**EXERCISE DESCRIPTION:** What is needed here is an exact copy of every entry.

**ENTRIES PROVIDED:**
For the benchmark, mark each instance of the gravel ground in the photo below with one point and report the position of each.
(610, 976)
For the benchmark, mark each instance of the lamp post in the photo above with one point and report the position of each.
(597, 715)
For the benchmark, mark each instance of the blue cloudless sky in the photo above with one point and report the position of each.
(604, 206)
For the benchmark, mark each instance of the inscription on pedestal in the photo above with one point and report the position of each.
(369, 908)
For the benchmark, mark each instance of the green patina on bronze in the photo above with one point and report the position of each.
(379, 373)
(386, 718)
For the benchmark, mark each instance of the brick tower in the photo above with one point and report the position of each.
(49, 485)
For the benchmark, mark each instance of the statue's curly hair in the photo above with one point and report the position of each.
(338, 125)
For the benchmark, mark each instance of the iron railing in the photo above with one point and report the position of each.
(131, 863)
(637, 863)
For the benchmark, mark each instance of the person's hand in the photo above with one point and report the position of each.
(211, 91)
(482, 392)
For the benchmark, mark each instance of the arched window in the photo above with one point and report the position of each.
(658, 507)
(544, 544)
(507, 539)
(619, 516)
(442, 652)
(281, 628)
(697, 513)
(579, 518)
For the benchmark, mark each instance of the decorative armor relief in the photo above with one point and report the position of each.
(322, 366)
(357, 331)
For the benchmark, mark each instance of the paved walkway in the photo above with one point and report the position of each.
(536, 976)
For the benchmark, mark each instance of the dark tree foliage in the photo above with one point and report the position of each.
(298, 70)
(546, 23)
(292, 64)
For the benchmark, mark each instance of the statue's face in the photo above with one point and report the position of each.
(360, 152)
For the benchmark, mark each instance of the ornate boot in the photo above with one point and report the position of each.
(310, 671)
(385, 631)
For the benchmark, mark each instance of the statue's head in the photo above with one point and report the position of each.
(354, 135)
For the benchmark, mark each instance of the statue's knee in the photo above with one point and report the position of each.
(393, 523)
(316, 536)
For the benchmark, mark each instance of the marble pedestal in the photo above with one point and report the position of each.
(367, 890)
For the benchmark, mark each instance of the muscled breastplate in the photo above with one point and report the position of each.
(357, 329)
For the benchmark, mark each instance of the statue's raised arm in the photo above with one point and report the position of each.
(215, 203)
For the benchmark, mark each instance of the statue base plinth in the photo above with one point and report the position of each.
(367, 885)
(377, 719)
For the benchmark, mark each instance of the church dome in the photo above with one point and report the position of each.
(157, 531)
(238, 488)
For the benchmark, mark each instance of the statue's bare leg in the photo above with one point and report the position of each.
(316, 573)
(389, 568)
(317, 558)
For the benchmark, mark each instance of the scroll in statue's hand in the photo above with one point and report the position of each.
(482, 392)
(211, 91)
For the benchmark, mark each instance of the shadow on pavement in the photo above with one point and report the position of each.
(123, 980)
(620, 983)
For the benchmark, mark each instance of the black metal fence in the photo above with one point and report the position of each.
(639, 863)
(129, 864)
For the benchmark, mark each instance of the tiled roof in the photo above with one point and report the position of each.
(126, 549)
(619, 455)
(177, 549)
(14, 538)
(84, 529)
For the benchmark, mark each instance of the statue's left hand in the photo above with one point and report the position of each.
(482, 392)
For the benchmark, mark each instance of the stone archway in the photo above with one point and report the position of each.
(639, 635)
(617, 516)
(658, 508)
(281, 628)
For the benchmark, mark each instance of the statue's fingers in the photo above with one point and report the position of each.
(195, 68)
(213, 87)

**SOLUTION BELOW:**
For the benchmark, mark each instance of the gravel ground in the photo below with one point and report the position of each.
(610, 976)
For the benchmark, mark each instance of the lamp post in the photo above with one point and report the position of each.
(597, 715)
For the benchmark, mark each instance of the blue cloudless sky in the photo above with one point and report the position of each.
(604, 206)
For the benchmark, mark each instance of the inscription on pedestal in the photo above with one point and report the position of each.
(369, 908)
For the benchmark, mark each instance of the green patina on bronze in the photo above with one point and report the position of each.
(379, 373)
(386, 718)
For the benchmark, mark each instance of the brick tower in the photo above with one point and report the position of each.
(49, 485)
For the benchmark, mark each instance of the statue's curly hair in the photo above with one point and report the position of each.
(338, 125)
For the benchmark, mark each instance of the iron railing in the photo above with one point and report the position of each.
(131, 863)
(637, 863)
For the benchmark, mark each instance of the person's hand in the photo above with one point and report the position of each.
(211, 91)
(482, 392)
For the benchmark, mark each instance of the arched window in the photo above with one point and report the position of each.
(658, 507)
(544, 544)
(507, 539)
(619, 516)
(442, 652)
(281, 628)
(697, 513)
(579, 518)
For the benchmark, mark each instance of the decorative armor relief in the photo above with one point and report the position of each.
(322, 366)
(357, 331)
For the benchmark, mark each instance of the paved walkway in the photo above with one point and report the position of each.
(536, 976)
For the benchmark, mark each instance of the dark tree foliage in the photo above with one point and report the position of each.
(298, 70)
(546, 23)
(292, 64)
For the benchmark, mark each instance of the statue's face in the photo above with one point and report the position of each.
(360, 152)
For the benchmark, mark each instance of the ornate boot in the photo above with one point and report the position of each.
(310, 671)
(385, 631)
For the benchmark, mark each instance of the statue's head in the photo above with one point and report the position of each.
(354, 135)
For the benchmark, mark each instance of the statue's knee in the photo above with one point and report the position of each.
(393, 523)
(316, 536)
For the benchmark, mark each instance of the marble pedestal in the photo above with one point and report the position of each.
(367, 890)
For the benchmark, mark each instance of the muscled breastplate in the photo above with one point and report the position of each.
(357, 329)
For the benchmark, mark each instance of the statue's raised arm in the photo above with one point and report the position of each.
(215, 203)
For the benchmark, mark each instance of the statue base plinth in the photo above with one point and report the position of each.
(367, 885)
(377, 719)
For the benchmark, mark each instance of the church dome in the photo above with one point and report the position of each.
(157, 531)
(238, 488)
For the benchmark, mark each instance of the statue's bare leg in the photo above with one point and report the position of each.
(316, 573)
(389, 568)
(317, 558)
For the benchmark, mark each instance of the scroll in statue's hand in the photo above with one point and report the position of each.
(482, 392)
(211, 91)
For the benchmark, mark each instance of the shadow on pavement in the photo above with one point and report the position of each.
(123, 980)
(620, 983)
For the benchmark, mark each instance of the black metal fence in the photo above with one point and report the position of each.
(639, 863)
(129, 864)
For the benchmark, mark each instance of the tiled roof in the photo above with one point and report the position of each.
(126, 549)
(619, 455)
(177, 549)
(14, 538)
(84, 529)
For the benchmark, mark each instance of the statue's left hand in the photo above with one point and report the position of each.
(482, 392)
For the benchmark, mark each instance of the stone archway in the photo above with one point and report the position of each.
(639, 635)
(617, 516)
(658, 508)
(281, 628)
For the benchmark, mark each instance of the statue's fingers in the photo above with one point and report the position of each.
(195, 68)
(213, 87)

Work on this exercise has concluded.